*DOCUMENT EXCERPT*

Brand Protection

    Making Sure Your Third-Party Email Services use DMARC
     

    Third-party email services help businesses conduct essential communications. They may also open the door for malicious email impersonation attempts.
     

    by Megan Doyle
    getty-people-in-meeting-on-phone.jpg

    Key Points

    • Many organizations use valuable third-party services to regularly communicate with customers, prospects, clients, suppliers, and more.
    • However, these services may also expose your company to malicious phishing emails that impersonate your brand in order to trick unsuspecting users.
    • Integrating DMARC policies with all your third parties can help you protect your brand and your customers by stopping malicious domain spoofing impersonation attempts.

     

    If you have a business, there’s a good chance you’re using at least one third-party service to send email on your behalf. But do they have a DMARC record in place? If not, they may be exposing your company to malicious impersonation attempts.

    Whether it’s for marketing, customer relationship management, price quotes, invoicing, or helpdesk services, these third parties can make it far easier to communicate with customers, partners, prospects, and suppliers. But they can also make it harder to protect your brand. The more third parties a company uses, the more chances cybercriminals have to spoof the company’s email domains and send malicious emails that can wreak havoc on email recipients.

(Dataset excerpt)

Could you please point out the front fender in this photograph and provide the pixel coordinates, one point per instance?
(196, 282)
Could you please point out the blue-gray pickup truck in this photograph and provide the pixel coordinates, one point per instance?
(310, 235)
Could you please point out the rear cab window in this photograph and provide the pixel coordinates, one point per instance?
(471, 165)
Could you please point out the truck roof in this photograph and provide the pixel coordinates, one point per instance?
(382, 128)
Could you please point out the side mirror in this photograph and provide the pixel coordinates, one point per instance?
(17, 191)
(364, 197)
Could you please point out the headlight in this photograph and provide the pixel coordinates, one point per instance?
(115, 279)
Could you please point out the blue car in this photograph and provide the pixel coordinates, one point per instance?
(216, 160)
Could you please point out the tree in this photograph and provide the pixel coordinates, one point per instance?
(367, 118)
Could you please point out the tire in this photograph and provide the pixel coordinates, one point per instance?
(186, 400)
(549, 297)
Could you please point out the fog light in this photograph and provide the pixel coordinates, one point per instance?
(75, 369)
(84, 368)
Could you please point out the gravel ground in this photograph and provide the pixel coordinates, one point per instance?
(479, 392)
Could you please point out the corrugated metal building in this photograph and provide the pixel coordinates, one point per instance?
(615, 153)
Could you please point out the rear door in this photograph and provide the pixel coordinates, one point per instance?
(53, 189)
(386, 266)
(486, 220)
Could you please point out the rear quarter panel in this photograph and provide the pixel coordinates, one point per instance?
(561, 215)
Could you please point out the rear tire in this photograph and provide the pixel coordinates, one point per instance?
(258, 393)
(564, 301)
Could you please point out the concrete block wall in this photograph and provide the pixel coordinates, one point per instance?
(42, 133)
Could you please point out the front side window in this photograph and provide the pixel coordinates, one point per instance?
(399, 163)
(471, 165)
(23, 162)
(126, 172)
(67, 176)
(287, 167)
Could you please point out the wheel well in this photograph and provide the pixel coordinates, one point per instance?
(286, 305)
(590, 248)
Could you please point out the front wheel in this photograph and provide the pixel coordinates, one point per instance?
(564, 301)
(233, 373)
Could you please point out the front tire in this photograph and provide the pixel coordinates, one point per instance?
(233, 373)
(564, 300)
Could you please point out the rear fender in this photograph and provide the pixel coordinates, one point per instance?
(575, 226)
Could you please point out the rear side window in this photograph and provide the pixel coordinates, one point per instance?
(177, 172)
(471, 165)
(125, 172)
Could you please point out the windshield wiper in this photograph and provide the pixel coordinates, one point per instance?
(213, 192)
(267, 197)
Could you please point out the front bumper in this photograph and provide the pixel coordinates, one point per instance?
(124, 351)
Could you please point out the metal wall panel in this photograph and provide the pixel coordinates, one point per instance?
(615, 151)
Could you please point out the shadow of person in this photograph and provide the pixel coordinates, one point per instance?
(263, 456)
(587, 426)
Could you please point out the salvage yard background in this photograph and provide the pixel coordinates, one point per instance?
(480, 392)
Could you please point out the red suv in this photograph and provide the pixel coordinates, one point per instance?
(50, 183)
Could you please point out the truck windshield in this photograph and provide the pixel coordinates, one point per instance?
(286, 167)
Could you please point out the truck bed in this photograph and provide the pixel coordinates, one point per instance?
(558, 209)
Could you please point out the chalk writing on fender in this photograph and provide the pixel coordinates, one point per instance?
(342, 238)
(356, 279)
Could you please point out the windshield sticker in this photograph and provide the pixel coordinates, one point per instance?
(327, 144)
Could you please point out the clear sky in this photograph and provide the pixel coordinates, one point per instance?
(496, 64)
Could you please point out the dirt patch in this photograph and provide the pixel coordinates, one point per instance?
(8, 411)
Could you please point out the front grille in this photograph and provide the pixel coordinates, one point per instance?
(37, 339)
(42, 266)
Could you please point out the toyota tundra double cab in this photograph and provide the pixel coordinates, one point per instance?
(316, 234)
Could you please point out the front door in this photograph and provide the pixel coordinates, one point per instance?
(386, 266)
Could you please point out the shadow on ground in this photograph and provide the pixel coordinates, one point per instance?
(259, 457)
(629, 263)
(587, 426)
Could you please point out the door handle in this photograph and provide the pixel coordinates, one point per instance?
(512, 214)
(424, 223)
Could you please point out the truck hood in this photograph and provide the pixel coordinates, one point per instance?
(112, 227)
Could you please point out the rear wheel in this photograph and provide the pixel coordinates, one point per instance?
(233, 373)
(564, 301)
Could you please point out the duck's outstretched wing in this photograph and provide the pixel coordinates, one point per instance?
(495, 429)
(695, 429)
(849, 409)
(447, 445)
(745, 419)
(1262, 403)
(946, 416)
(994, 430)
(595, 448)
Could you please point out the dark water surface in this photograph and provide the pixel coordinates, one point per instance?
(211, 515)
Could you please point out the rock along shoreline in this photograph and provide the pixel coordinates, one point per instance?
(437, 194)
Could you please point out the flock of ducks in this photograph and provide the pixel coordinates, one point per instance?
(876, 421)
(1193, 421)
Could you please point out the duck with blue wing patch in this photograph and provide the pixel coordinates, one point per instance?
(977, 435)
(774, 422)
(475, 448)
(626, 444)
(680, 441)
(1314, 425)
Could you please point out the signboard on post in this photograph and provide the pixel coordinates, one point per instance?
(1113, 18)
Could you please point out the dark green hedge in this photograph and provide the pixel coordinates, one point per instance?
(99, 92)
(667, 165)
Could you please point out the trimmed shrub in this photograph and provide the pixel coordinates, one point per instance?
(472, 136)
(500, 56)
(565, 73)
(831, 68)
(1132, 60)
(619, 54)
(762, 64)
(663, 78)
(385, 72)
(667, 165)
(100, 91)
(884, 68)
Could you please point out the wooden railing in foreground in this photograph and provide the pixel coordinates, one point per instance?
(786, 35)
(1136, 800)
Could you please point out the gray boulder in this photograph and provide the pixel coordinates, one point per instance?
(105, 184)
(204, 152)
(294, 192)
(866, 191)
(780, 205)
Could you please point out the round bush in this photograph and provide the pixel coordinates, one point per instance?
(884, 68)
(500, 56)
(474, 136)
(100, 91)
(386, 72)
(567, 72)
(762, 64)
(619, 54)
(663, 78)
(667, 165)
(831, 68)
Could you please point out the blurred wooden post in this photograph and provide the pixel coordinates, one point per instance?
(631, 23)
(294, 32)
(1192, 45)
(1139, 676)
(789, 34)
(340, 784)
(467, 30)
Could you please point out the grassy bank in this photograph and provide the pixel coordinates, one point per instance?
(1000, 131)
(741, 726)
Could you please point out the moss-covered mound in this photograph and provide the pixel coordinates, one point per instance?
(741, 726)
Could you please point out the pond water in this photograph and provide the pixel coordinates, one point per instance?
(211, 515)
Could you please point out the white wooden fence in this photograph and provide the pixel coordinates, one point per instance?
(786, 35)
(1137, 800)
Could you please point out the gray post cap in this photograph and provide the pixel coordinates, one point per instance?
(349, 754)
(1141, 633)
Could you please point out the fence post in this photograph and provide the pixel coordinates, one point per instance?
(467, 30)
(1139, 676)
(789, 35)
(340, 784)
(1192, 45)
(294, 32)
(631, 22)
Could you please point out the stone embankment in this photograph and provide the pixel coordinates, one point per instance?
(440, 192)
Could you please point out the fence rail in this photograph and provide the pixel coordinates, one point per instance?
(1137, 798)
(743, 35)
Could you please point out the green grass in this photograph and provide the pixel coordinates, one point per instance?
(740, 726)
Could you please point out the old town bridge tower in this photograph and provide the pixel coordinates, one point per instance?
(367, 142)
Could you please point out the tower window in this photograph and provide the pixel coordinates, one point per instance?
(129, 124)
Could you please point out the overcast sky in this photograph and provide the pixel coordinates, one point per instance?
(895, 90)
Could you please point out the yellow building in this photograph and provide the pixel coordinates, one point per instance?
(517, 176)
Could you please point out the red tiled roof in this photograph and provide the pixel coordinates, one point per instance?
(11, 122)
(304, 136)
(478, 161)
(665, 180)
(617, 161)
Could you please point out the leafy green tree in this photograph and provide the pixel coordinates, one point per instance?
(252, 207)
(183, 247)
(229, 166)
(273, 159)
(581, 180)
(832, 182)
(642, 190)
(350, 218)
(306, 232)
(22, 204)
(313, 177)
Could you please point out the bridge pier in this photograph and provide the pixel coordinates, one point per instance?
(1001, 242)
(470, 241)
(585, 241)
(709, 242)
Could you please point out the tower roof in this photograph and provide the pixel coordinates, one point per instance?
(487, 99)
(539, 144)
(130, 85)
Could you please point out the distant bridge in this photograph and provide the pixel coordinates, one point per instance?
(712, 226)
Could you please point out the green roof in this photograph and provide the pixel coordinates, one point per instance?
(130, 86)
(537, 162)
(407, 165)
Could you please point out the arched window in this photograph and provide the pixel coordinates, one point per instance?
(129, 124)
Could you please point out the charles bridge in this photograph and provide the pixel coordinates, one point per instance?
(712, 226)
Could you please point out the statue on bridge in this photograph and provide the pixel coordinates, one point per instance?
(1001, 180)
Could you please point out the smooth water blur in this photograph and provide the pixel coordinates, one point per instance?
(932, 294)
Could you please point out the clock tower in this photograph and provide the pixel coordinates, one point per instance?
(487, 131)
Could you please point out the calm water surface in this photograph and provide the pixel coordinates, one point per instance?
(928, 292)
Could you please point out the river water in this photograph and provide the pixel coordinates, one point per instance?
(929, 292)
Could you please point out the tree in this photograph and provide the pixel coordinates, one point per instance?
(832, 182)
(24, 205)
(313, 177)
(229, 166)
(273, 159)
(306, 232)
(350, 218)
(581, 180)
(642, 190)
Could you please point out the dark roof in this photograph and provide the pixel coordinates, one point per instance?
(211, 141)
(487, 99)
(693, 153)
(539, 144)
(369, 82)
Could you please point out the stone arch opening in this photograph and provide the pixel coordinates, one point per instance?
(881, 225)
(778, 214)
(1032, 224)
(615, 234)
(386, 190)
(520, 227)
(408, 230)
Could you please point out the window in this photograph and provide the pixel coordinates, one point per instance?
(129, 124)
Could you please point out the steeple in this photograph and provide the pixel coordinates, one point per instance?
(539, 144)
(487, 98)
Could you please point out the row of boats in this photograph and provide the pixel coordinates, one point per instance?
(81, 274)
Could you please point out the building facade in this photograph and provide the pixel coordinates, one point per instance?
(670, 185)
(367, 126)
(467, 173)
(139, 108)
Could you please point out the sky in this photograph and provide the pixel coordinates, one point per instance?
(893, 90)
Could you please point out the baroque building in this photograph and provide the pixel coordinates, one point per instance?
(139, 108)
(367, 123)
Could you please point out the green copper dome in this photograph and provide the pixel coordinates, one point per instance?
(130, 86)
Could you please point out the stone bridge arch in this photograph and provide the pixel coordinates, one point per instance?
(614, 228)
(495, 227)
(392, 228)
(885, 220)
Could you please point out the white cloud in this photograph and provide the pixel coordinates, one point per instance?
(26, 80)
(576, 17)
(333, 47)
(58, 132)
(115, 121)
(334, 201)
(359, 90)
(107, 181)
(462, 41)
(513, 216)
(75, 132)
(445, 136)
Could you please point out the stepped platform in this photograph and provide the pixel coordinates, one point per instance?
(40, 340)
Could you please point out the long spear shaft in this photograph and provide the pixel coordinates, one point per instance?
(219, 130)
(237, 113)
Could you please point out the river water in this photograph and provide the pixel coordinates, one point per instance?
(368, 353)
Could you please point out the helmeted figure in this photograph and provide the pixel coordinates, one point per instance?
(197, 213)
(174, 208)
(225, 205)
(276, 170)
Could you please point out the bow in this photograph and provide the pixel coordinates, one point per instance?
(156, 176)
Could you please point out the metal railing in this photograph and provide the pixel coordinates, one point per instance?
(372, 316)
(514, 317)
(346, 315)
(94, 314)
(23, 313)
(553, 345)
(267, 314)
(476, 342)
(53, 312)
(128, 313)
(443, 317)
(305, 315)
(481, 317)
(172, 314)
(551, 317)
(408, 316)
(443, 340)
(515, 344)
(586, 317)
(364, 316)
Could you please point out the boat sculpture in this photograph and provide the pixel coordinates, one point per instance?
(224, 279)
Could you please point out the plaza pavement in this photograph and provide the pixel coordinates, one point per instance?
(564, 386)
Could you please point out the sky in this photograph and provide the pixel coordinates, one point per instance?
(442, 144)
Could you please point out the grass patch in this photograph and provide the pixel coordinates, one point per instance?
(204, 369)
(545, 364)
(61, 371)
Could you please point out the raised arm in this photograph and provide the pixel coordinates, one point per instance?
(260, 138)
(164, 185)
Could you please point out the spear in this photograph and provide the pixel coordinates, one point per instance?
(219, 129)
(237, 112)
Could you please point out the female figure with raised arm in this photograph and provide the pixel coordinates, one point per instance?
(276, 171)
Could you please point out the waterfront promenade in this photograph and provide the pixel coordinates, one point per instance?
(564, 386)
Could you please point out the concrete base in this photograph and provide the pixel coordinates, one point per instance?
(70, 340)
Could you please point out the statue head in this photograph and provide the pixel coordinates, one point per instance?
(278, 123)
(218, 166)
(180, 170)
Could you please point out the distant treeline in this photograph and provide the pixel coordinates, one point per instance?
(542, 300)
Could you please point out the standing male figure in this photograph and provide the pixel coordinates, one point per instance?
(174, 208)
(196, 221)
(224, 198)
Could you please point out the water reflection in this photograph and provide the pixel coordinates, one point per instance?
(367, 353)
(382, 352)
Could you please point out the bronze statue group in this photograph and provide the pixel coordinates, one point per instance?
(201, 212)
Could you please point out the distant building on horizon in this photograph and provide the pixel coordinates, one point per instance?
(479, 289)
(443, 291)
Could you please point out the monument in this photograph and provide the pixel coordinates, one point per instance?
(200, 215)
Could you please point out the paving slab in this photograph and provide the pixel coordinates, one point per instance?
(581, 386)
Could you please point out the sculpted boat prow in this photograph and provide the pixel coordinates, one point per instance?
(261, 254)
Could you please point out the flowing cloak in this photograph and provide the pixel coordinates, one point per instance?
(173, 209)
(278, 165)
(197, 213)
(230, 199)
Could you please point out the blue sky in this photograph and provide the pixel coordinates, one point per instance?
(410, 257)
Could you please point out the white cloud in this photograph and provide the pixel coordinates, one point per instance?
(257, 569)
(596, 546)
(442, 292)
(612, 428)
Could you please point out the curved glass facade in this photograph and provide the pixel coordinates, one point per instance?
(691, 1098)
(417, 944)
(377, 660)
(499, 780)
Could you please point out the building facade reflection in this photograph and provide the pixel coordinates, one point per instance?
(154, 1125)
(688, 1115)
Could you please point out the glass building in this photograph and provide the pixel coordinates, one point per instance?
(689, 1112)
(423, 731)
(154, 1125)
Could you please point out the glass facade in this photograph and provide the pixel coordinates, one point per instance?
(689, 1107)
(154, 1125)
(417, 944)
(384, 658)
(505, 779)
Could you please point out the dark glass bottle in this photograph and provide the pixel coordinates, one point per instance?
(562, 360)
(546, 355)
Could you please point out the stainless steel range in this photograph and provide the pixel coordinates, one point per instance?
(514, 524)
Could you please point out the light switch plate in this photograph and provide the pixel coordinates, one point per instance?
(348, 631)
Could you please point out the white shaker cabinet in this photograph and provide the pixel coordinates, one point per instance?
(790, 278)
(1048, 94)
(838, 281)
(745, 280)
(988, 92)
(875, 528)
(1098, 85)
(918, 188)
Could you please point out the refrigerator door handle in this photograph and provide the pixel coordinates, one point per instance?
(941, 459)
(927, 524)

*PROMPT 1*
In the article on DMARC and third-party email services, translate this sentence into Spanish: "Third-party email services help businesses conduct essential communications."
*PROMPT 2*
Carry on the article on DMARC and third-party email services, starting after its last sentence.

*WRITTEN ANSWER 1*
Los servicios de correo electrónico de terceros ayudan a las empresas a llevar a cabo comunicaciones esenciales.

*WRITTEN ANSWER 2*
    DMARC is an email security protocol that can help put a halt to email domain spoofing. But to make it fully effective, a company must work closely with every one of its third parties to ensure all emails comply with the company’s DMARC policy. The benefits are three-fold: companies can better protect themselves, they can protect their stakeholders, and third parties can extend their DMARC understanding to other companies. Making sure your third-party email service uses DMARC is one small step toward protecting the entire internet community from cyberthreats.

    Deploying DMARC Across All Domains Is a Challenge

    DMARC builds on two previously existing email security protocols: SPF and DKIM. In order for your business to fully enforce DMARC, you should first have both SPF and DKIM set up. SPF records allow a domain owner to specify which host names and/or IP addresses are allowed to send emails on behalf of the domain. DKIM lets domain owners apply a secure digital signature to each of those emails. DMARC allows you to set policies that rely on DKIM and SPF to tell email recipients’ servers what to do when they receive fake emails that spoof your domain: report them but otherwise do nothing (a “none” policy), move them to a spam folder (“quarantine”), or reject them altogether (“reject”).[1]

    It’s vital to figure out exactly how many domains your organization has, and which domains are legitimately sending email on your behalf—including third parties. It’s not wise to skimp here: organizations often have domains they don’t know about. Depending on the size of your business, you could be using hundreds of domains that must be correctly set up for DMARC compliance. “It’s often the marketing group that sets up new domains,” says Dirk Jan Koekkoek, VP, DMARC, Mimecast. “It could be an intern who registered a domain with good intentions and signed up for a low budget vendor.” In some cases, the new domain ultimately may not be managed by the intern or the marketing team—and meanwhile, the rest of the business is unaware the domain exists.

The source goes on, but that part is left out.